■ **How to complete this task**:
Count, in the entries below, the lines in which "vehicle" occurs. Give the number, nothing more.

══════════════════════════════

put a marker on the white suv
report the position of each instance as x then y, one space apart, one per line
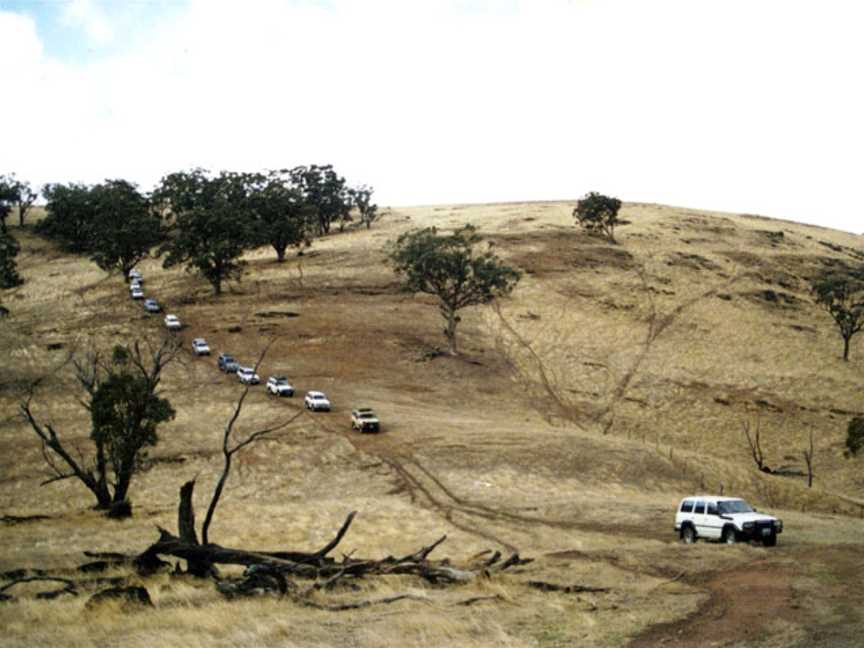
728 519
317 402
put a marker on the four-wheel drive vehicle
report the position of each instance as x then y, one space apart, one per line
247 376
728 519
227 363
365 420
317 401
279 386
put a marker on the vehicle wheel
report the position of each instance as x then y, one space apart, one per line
688 534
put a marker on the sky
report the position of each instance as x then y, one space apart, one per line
751 106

══════════════════════════════

■ **Your solution**:
2